(Given information)
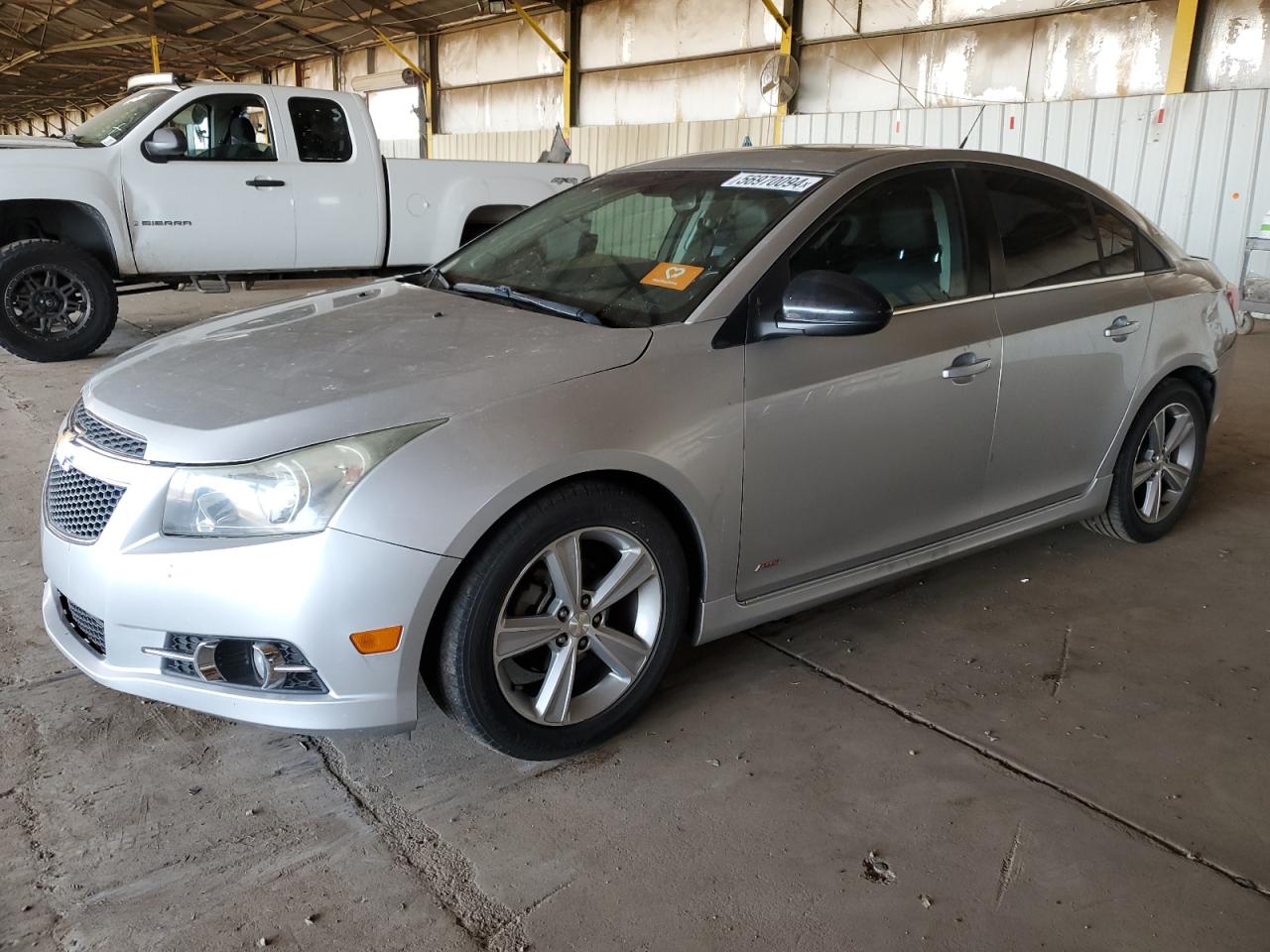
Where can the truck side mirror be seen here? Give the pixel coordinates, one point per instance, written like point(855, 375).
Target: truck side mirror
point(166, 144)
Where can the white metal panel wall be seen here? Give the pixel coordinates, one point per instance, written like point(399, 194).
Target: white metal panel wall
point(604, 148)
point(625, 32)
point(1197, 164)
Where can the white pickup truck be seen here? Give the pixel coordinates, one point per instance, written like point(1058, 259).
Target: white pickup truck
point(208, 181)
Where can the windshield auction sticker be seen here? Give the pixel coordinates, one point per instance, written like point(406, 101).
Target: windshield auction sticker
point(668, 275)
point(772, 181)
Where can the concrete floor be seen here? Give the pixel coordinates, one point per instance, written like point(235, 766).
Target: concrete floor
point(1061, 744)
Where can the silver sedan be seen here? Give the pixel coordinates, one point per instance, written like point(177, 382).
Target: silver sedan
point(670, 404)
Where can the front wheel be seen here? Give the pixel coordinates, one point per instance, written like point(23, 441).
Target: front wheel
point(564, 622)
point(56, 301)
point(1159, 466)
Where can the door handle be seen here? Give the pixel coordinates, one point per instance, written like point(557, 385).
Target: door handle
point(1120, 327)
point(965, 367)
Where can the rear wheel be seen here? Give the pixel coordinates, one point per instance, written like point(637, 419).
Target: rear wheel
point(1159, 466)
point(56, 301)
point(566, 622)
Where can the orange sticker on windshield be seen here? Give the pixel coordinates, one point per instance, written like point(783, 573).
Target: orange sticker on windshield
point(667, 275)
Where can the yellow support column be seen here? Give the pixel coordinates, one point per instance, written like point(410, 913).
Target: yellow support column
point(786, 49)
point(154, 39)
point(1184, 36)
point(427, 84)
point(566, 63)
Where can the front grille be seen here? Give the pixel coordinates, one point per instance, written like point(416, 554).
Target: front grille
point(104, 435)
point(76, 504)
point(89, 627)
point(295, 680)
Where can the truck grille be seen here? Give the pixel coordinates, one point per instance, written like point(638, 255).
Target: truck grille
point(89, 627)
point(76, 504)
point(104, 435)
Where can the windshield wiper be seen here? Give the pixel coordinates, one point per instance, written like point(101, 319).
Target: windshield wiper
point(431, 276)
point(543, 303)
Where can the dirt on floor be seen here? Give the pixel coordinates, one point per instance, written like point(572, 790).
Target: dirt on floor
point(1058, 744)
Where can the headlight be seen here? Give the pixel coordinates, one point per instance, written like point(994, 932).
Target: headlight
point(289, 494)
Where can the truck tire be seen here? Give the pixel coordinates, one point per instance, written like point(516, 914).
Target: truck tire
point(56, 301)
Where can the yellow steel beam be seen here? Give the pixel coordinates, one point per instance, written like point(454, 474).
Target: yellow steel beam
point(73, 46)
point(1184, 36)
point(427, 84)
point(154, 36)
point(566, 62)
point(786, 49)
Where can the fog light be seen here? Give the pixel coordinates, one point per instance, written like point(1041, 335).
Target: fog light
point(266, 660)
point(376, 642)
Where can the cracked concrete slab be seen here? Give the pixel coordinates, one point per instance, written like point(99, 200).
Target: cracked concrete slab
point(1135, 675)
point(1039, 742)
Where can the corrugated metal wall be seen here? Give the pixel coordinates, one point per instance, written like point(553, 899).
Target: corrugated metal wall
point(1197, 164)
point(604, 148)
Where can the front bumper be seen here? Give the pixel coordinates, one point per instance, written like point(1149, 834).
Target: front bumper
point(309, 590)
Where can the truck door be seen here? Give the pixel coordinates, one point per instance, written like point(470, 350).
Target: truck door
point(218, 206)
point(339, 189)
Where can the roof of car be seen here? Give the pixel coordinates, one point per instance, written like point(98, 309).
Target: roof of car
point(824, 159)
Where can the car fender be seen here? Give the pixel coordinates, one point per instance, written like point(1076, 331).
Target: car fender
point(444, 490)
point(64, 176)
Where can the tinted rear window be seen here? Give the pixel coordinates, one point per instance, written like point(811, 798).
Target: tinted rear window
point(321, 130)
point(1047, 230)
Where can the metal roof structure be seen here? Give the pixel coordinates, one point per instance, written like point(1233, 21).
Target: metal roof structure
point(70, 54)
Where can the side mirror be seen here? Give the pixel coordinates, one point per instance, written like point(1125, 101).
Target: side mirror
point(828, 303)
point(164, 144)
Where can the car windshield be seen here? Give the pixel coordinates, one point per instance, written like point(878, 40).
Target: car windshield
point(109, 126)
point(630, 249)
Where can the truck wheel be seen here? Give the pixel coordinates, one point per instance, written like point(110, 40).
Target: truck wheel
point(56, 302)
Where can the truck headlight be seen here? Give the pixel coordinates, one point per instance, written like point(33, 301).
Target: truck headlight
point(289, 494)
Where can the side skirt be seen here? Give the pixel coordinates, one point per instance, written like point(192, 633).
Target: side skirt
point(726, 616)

==

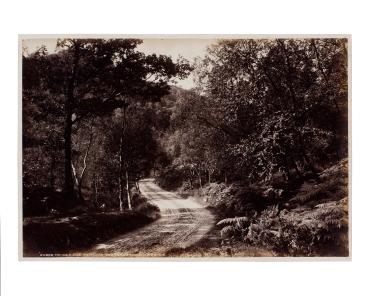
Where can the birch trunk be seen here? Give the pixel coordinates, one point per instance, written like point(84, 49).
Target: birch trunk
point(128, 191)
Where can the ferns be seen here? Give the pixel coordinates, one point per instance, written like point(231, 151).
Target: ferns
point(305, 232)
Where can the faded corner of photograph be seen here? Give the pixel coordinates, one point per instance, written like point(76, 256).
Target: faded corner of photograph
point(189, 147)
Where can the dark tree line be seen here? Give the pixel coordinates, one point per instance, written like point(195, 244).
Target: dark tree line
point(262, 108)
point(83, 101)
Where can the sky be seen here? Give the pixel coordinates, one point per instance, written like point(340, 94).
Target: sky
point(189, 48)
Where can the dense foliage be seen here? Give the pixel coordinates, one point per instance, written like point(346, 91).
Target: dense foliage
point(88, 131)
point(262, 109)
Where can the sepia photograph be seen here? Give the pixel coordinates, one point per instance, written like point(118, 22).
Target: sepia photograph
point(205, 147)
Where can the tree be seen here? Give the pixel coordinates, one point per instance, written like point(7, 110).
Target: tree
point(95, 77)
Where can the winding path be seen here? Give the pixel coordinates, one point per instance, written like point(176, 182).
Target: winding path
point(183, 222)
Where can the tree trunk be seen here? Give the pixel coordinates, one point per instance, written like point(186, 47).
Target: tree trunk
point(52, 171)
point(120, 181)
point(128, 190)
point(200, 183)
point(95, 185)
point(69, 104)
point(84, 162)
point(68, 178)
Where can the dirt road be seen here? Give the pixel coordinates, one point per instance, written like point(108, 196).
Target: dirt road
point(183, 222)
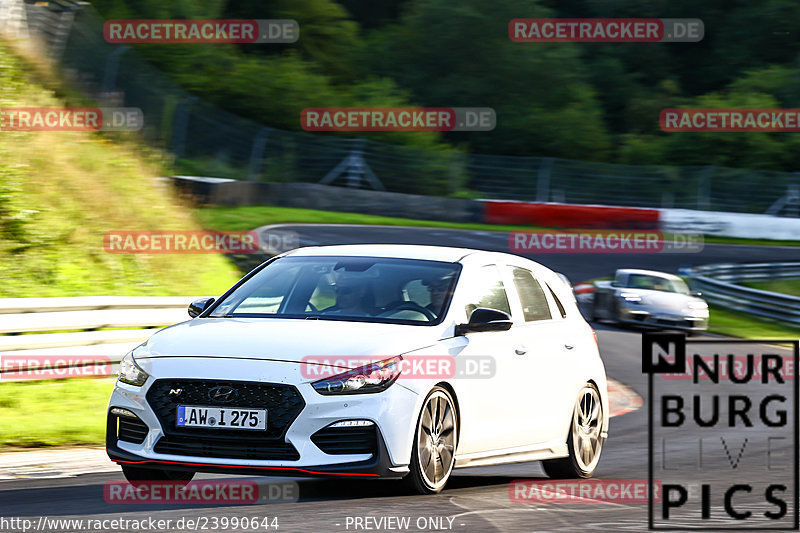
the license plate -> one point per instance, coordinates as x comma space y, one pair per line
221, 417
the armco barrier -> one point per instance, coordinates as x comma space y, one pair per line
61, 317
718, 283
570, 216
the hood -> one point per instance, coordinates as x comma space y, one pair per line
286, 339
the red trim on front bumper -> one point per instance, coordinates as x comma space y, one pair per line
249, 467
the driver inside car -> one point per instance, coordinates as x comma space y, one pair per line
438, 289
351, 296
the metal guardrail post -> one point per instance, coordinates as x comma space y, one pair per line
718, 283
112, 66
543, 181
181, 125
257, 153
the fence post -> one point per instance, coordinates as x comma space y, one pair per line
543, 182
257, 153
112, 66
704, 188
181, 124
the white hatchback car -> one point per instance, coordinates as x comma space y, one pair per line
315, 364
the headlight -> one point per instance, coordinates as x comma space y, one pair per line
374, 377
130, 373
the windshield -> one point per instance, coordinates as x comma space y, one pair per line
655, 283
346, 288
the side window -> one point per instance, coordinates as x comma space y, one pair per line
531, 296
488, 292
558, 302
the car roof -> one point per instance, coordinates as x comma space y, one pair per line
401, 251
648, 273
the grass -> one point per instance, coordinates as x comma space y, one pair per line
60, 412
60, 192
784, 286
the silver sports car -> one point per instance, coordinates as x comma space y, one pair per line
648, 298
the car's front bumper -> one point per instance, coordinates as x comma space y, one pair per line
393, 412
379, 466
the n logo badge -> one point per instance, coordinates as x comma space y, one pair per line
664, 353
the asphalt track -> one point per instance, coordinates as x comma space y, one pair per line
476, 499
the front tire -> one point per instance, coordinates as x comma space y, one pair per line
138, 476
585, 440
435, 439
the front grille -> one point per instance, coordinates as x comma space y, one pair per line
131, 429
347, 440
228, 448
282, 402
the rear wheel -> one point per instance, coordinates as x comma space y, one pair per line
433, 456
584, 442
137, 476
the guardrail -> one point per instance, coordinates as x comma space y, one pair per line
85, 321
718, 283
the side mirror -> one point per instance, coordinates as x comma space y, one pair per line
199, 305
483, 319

(Description of the task) Write out the records line for line, starting with the line that contains "Where can the tinted" and going on through the line that contains "point(164, 144)", with no change to any line.

(Written solution)
Where can the tinted rear window be seen here? Give the pixel coordinates, one point per instance, written like point(811, 798).
Target: tinted rear window
point(321, 130)
point(1047, 230)
Where can the metal roof structure be seen here? Give the pixel coordinates, one point per instance, written like point(1233, 21).
Target: metal roof structure
point(70, 54)
Where can the side mirror be seen here? Give the pixel coordinates, one point per instance, written like point(1125, 101).
Target: side mirror
point(828, 303)
point(164, 144)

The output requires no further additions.